- [Exercise prompt] Output every entry exactly as written.

─── Exercise data ───

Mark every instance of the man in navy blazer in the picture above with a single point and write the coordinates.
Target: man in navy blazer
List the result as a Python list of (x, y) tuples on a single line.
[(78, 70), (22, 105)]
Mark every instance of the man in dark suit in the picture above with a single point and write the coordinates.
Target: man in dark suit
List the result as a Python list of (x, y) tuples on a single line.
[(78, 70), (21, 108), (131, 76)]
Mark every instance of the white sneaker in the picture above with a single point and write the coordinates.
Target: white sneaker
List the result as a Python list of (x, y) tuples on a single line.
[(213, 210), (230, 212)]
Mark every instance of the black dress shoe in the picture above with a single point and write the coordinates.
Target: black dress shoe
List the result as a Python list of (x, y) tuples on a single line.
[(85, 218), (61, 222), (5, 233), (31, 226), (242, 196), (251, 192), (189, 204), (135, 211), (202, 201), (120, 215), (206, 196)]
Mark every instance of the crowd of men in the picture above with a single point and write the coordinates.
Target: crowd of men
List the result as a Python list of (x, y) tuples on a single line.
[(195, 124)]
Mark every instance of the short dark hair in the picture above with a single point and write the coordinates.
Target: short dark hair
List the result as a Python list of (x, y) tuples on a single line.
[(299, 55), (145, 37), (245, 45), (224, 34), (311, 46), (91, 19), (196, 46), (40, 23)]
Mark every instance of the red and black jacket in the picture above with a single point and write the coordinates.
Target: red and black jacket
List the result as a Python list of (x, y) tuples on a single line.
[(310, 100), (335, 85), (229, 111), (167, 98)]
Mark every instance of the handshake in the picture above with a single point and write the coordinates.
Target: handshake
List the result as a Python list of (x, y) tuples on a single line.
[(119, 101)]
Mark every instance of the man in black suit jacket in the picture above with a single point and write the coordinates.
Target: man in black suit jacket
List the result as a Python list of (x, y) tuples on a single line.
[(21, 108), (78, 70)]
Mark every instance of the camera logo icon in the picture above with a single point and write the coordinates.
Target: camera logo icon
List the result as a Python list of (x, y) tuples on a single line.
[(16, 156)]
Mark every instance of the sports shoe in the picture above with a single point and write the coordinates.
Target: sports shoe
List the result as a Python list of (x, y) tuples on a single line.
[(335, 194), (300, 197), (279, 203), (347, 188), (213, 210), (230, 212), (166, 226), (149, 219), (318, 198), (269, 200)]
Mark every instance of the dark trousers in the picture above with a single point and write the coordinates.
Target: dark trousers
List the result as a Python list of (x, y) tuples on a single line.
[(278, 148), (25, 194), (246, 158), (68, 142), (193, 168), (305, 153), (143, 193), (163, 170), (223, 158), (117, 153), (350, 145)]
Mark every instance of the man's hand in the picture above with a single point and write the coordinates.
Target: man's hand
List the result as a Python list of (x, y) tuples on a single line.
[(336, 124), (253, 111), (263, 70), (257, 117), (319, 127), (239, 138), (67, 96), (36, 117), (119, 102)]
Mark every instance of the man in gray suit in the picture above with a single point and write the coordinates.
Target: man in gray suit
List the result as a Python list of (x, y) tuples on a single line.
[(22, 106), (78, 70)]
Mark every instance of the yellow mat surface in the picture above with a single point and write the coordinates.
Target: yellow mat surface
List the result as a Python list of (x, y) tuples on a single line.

───

- [Response to this task]
Mark every instance of the man in navy blazer in the picture above with a single point and write the coordinates.
Target: man in navy blazer
List the result as a Python list of (x, y) tuples on a single line.
[(78, 70), (22, 105)]
Mark every instance of the man in dark suit in the picture above with a single point and write the coordinates.
Target: man in dark suit
List the result as a Python list of (x, y) tuples on a single line.
[(78, 70), (21, 108), (131, 76)]
Mark every instance of the white sneaker in the picture above with a single point and write the coordinates.
Target: white sneaker
List the result as a Python list of (x, y) tuples on a single line.
[(213, 210), (230, 212)]
Mark every instance of the black dress shoe in the picture above with a single point and write the coordinates.
Target: black dress shoe
List the result as a Python list of (x, y) tuples on a single line.
[(85, 218), (61, 222), (5, 233), (31, 226), (242, 196), (251, 192), (189, 204), (135, 211), (202, 201), (120, 215), (206, 196)]
Mark every instance of the crowd of men in the picture above with a single point and write the coordinates.
Target: crowd of men
List the result as a Python list of (x, y) tuples on a single line.
[(195, 124)]
Mark every instance of the short dark hair in the picture above with a single point and write the coordinates.
Target: short dark hair
List the result as a Python list of (x, y) tuples on a single line.
[(299, 55), (145, 37), (245, 45), (224, 34), (311, 46), (91, 19), (196, 46), (40, 23)]
Mark every instance of the red and black jacket in the picture above with a single point and write the coordinates.
Target: red and black jacket
List the result as a Python list of (x, y) tuples on a single line.
[(310, 100), (335, 85), (229, 111), (167, 98)]
Mark every instance of the handshake in the picture above with a single point and write the coordinates.
Target: handshake
List the result as a Python list of (x, y) tuples on a single line.
[(119, 101)]
Mark every instance of the man in black suit jacket in the picture above with a single point and write the coordinates.
Target: man in black suit jacket
List the result as a Python list of (x, y) tuples on a single line.
[(21, 108), (78, 70)]
Mark every instance of the camera logo icon in the picture above with a single point and write the coordinates.
Target: camera logo icon
List the result as a Python list of (x, y) tuples on a single line.
[(16, 156)]
Mark every instance of the sports shoe in the picture above with a single point and write the coordinates.
Target: sports shoe
List the result as a Python list of (x, y) tuples on a single line.
[(335, 194), (300, 197), (279, 203), (347, 188), (213, 210), (230, 212), (166, 226), (149, 219), (318, 198), (269, 200)]
Mark every instance of the dark trousers in the picture above with a single point and write the coordinates.
Target: dark trousers
List the result as a Python list of (x, y) tuples on a single line.
[(278, 148), (25, 194), (246, 158), (68, 142), (193, 168), (305, 153), (143, 193), (163, 170), (223, 158), (117, 153), (350, 145)]
Mark every instance of the man's hand in the picture above with a single point and write the coordinates.
Target: man's hand
List the result as a Python list of (x, y) tuples on a single line.
[(336, 124), (253, 111), (263, 70), (257, 117), (319, 127), (239, 138), (67, 96), (36, 117), (119, 102)]
Mark every instance of the man in gray suit in the picture above with a single point and write the coordinates.
Target: man in gray suit
List the result as a Python list of (x, y) tuples on a single line.
[(22, 106), (78, 70)]
Mark every instance of the yellow mat surface in the picture above with a single point and write the coordinates.
Target: yellow mat surface
List the result as a Python list of (x, y) tuples on a single line.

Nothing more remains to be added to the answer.